Format the items below as a two-column CSV with the header columns "item" and "answer", one row per item. Put each item's text and its answer in their own quoted fields, with any line breaks turned into spaces.

== Data provided ==

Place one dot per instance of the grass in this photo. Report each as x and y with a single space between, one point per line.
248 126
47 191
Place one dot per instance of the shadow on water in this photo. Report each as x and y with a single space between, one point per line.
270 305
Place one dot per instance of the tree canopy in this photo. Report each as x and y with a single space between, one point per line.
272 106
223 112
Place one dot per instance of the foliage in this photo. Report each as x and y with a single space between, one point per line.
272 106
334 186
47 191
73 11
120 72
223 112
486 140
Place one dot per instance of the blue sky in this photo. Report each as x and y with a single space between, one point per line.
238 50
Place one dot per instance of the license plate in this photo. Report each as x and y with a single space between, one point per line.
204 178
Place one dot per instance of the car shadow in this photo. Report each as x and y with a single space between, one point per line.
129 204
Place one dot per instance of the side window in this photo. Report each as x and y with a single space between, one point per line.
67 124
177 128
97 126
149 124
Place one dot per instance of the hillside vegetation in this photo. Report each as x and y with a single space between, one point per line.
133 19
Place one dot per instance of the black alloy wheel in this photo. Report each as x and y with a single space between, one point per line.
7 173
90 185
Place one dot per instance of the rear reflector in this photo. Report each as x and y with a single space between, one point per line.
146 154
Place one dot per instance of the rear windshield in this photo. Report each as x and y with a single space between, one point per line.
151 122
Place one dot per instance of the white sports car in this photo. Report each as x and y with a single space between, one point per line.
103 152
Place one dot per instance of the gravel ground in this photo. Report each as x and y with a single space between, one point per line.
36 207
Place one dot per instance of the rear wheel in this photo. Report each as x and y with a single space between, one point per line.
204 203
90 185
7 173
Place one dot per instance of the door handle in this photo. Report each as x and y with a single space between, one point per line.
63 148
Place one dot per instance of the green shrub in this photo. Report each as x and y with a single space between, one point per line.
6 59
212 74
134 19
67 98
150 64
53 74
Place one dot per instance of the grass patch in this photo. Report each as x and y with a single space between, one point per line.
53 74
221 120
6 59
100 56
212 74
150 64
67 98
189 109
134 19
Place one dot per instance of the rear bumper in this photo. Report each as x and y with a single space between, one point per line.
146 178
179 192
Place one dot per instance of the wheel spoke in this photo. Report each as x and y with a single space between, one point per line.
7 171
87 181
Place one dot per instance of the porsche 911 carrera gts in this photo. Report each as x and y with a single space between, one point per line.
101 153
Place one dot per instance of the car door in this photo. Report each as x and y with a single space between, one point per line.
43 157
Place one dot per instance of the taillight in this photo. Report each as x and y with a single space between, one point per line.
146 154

===

Solution below:
item,answer
"Place one dot per instance of the grass in this photo. Report each as x and y with a single space between, one point per line.","248 126 47 191"
"Place one dot per instance of the shadow on water in this photo. Report each as x and y with a single space between, one point per line.","270 305"
"Place one dot per instance of the tree canopy in this photo. Report each as x and y with a single space between, one point per line.","272 106 223 112"
"Place one dot per instance of the foliage in this photo. Report each as x and y with a single space between, one point per line.","272 106 334 186 47 191 73 11 120 72 223 112 486 140"
"Place one dot per instance of the blue sky in this photo. Report each as x and y with a single space between, one point per line.","238 50"
"Place one dot per instance of the license plate in this photo. Report each as x and y with a single space between, one point per line.","204 178"
"Place one dot per instance of the car shadow in this photo. Report each as x and y with a single space between, one point per line.","129 204"
"Place one dot per instance of the side window in this photo. Report each as x and y with a single space between, one point per line.","67 124 177 128 97 126 149 124"
"Place one dot per instance of the hillside vegetation in this photo. Report each as x and y with a single space between, one point per line.","133 19"
"Place one dot per instance of the black alloy wheel in this photo. Report each as x and y with a single space between, one point per line.","7 173 90 185"
"Place one dot per instance of the rear reflector in this photo. Report each as x and y with a single space between, one point per line.","146 154"
"Place one dot per instance of the rear windshield in this photo. Report each as x and y with a single space between, one point per line.","151 122"
"Place one dot per instance of the white sports car in this photo. Report each as x and y with a single space between, one point per line.","103 152"
"Place one dot per instance of the gravel ground in this photo. Report each as x and y with a single space between, one point per line.","36 207"
"Place one dot per instance of the rear wheel in this photo. Report each as x and y with a single space between, one point per line.","204 203 90 185 7 173"
"Place one dot per instance of the door handle in this photo. Report each as x and y with a single space between, one point per line.","63 148"
"Place one dot per instance of the green shrub in this photo. Report each as x and y with a single space between, one point per line.","6 59 212 74 134 19 67 98 150 64 53 74"
"Place one dot per instance of the grass patch in this photo. Report each as x and y with a single space between, one point per line.","53 74 221 120 6 59 100 56 212 74 150 64 67 98 189 109 134 19"
"Place one dot per instance of the rear bumper in this photo. Report each as x and y with a single space between, one point per line.","146 178 179 192"
"Place one dot per instance of the wheel spoke in this photo. Report each as x and y with a single space between, one point per line.","7 171 87 181"
"Place one dot per instance of the porsche 911 carrera gts in this photo. Report each as x and y with a single space between, one point per line.","101 153"
"Place one dot per instance of the car door in this photo. Report each as x and y with a single space between, one point per line.","43 157"
"Place one dot per instance of the taillight in this photo. Report each as x and y with a single space between, one point per line.","146 154"